本文 =
________________________

離婚時にマンションを売却するメリット・デメリット
マンションを売却すると、マンションの名義や住宅ローンなどの権利関係が解消されるので、元配偶者との関係性もすっきり清算されます。現金化されることで公平に分配できるため双方納得感があり、新しい生活資金が手元に残る点が何よりのメリットではないでしょうか。
残って住み続けていたマンションが離婚後の新しい生活で不要になっても、共有名義で自由に売れなかったり、何年も経って突然相手方の住宅ローン滞納によるトラブルに見舞われるといったリスクを避けることが出来るのです。
デメリットは、それまで生活していたマンションを離れることとなるため、子どもがいる家庭の場合は生活の変化が特に大きいでしょう。引っ越しも必須となるので、その費用もかかります。
オーバーローンでの任意売却の場合は、信用情報機関に「事故情報」が載ることになる点もデメリットです。いわゆる「ブラックリスト」に載るため、一定期間は新たにローンを組んだりクレジットカードを作ることが出来ません。
任意売却は売却時に住宅ローンを全額返済できないため、住宅ローン滞納と同様に扱われるためです。
生活に大きな影響が出てしまいますが、それでも離婚後にオーバーローンの家を残すリスクを考えると、離婚の際に任意売却を選択する人は多いです。
また、離婚前にマンションを売却して財産を分けてしまうと贈与と認定されてしまい、受け取った側に贈与税が課税されます。離婚後の財産分与に贈与税は発生しませんので、離婚前にしっかりと話し合った上で財産分与は離婚後に行いましょう。
話し合った内容で離婚協議書を作成しておくと、双方合意の内容であることを文章に残せます。
また、お金はかかりますが公正証書にすると原本が公証役場に保管されるため、離婚後に連絡が取れなくなってしまったり内容を書き換えられたりといったトラブルの発生を防ぐことが出来ます。
離婚協議書には法的な強制力がありませんが、強制執行認諾文言付き公正証書を作成されていれば、時間のかかる訴訟の過程なしで、強制執行として相手の資産を差し押さえることができます。そのため相手方にプレッシャーを与え、履行の確実性を上げることが出来るので、離婚に伴うお金の取り決めについては公正証書化することが望ましいです。
まとめ
高く売却するためには時間が必要
離婚してマンションを売却する場合には、できるだけ高く売りたいものです。高く売ることができれば、オーバーローンを避けられる可能性も高くなります。できるだけ高くマンションを売却するには、買取ではなく仲介が望ましいのですが、買主となる新しいオーナーを見つけるには時間がかかります。
離婚すると決めたらできるだけ早くに距離をおきたいものですが、お互いに良い条件で新しい生活をスタートさせるためにも、マンションの売却には時間をかけて取り組むことが得策といえます。

________________________

問題文 1 =
離婚時のマンション売却についての本文のうち、「オーバーローンでの任意売却の」と「であることを文章に残せます。」の間を両端も含めて書き直し、その際「離婚協議書」を「離婚合意書」に差し替えること。
問題文 2 =
離婚時のマンション売却についての本文では、オーバーローンで任意売却をした場合、信用情報機関に何が載るとされているか。

________________________

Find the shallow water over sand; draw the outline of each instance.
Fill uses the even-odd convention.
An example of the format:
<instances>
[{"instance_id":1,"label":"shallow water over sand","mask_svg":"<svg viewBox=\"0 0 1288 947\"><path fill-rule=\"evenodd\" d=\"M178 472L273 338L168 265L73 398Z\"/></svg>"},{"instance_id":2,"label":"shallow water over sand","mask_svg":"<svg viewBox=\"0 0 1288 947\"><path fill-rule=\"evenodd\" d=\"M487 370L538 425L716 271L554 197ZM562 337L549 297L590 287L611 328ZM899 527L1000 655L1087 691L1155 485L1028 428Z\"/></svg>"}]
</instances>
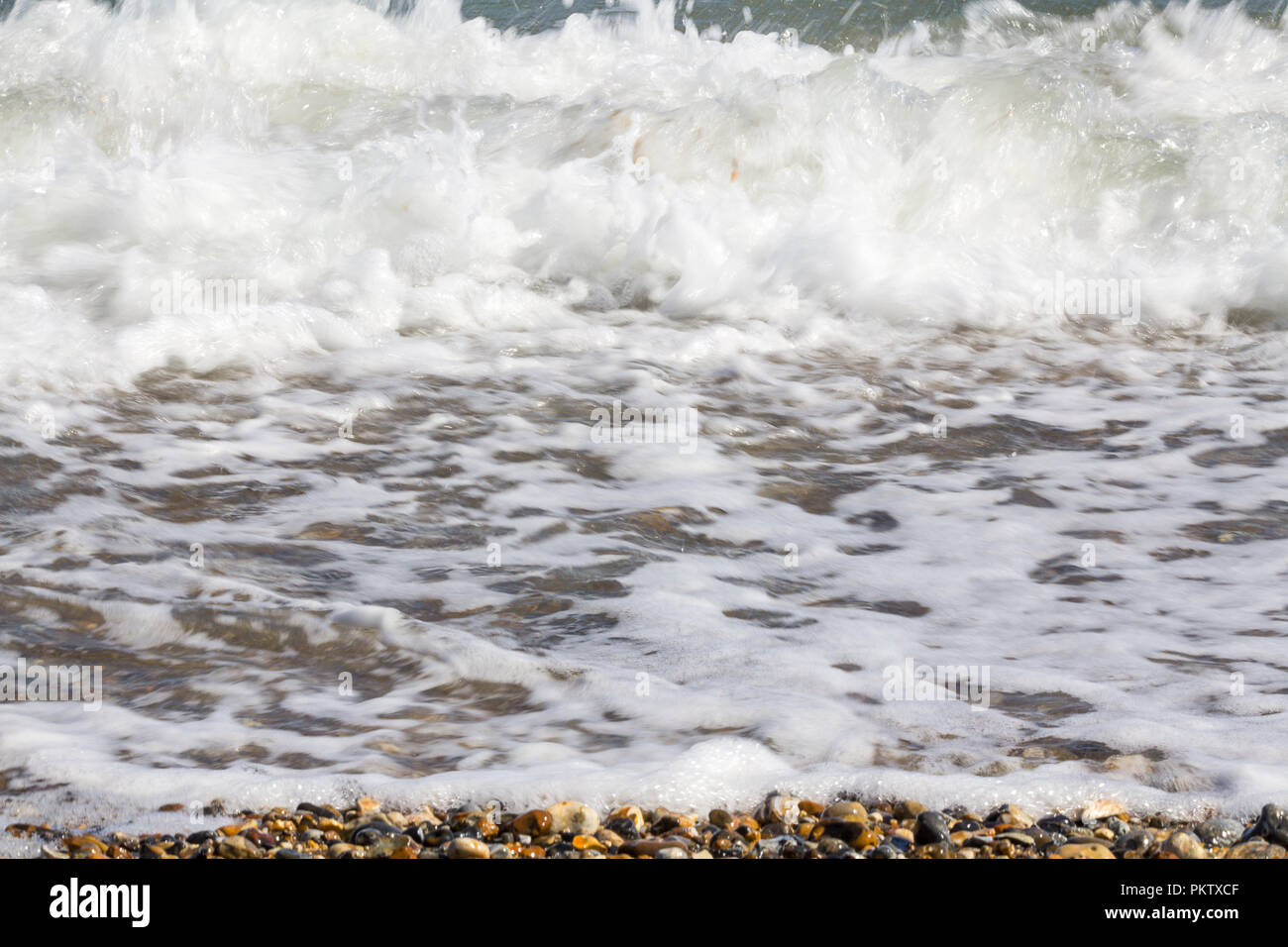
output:
<instances>
[{"instance_id":1,"label":"shallow water over sand","mask_svg":"<svg viewBox=\"0 0 1288 947\"><path fill-rule=\"evenodd\" d=\"M277 10L0 26L10 810L1283 786L1278 28Z\"/></svg>"}]
</instances>

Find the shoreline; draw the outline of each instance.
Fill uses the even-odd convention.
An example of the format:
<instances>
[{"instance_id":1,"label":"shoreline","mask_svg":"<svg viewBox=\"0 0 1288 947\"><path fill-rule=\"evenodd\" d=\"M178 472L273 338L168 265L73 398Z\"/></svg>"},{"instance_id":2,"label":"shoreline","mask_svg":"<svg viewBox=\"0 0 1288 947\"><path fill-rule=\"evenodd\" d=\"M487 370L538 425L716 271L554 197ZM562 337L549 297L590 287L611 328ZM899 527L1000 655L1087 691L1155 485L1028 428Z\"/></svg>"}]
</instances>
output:
<instances>
[{"instance_id":1,"label":"shoreline","mask_svg":"<svg viewBox=\"0 0 1288 947\"><path fill-rule=\"evenodd\" d=\"M160 812L182 812L171 804ZM1132 817L1097 801L1072 813L927 809L914 800L772 794L747 812L622 805L599 812L562 801L501 812L461 807L383 808L370 796L339 809L193 816L191 832L130 835L85 826L12 823L43 858L1285 858L1288 812L1267 803L1252 821Z\"/></svg>"}]
</instances>

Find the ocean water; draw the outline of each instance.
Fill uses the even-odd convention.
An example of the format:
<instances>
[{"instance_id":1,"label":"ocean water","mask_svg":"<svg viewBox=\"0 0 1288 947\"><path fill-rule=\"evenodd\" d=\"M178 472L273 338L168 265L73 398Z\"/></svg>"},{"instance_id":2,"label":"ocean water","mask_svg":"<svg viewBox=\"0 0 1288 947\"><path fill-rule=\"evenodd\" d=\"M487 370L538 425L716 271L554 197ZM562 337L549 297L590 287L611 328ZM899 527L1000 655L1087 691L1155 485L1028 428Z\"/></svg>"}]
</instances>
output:
<instances>
[{"instance_id":1,"label":"ocean water","mask_svg":"<svg viewBox=\"0 0 1288 947\"><path fill-rule=\"evenodd\" d=\"M1283 800L1278 6L10 6L10 821Z\"/></svg>"}]
</instances>

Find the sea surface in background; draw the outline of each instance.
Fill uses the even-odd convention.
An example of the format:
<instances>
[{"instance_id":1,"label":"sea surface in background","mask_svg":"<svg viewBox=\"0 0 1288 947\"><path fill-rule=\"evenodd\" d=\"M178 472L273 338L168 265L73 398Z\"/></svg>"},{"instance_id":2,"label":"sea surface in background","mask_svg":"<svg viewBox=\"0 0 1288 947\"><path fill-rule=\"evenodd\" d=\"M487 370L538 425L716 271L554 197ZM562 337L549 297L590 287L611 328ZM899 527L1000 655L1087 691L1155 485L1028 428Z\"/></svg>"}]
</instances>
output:
<instances>
[{"instance_id":1,"label":"sea surface in background","mask_svg":"<svg viewBox=\"0 0 1288 947\"><path fill-rule=\"evenodd\" d=\"M0 813L1249 813L1285 170L1269 8L18 3Z\"/></svg>"}]
</instances>

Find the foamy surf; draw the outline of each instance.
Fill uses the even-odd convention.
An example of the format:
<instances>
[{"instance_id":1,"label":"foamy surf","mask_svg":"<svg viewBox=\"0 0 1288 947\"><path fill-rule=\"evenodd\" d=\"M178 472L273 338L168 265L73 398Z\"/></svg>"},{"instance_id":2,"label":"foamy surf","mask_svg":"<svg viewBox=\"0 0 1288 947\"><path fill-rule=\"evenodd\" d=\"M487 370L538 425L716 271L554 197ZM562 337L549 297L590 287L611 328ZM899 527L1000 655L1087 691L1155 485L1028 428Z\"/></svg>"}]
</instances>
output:
<instances>
[{"instance_id":1,"label":"foamy surf","mask_svg":"<svg viewBox=\"0 0 1288 947\"><path fill-rule=\"evenodd\" d=\"M5 805L1282 789L1283 31L687 19L0 23Z\"/></svg>"}]
</instances>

________________________

解答 1 =
オーバーローンでの任意売却の場合は、信用情報機関に「事故情報」が載ることになる点もデメリットです。いわゆる「ブラックリスト」に載るため、一定期間は新たにローンを組んだりクレジットカードを作ることが出来ません。
任意売却は売却時に住宅ローンを全額返済できないため、住宅ローン滞納と同様に扱われるためです。
生活に大きな影響が出てしまいますが、それでも離婚後にオーバーローンの家を残すリスクを考えると、離婚の際に任意売却を選択する人は多いです。
また、離婚前にマンションを売却して財産を分けてしまうと贈与と認定されてしまい、受け取った側に贈与税が課税されます。離婚後の財産分与に贈与税は発生しませんので、離婚前にしっかりと話し合った上で財産分与は離婚後に行いましょう。
話し合った内容で離婚合意書を作成しておくと、双方合意の内容であることを文章に残せます。

解答 2 =
「事故情報」が載る。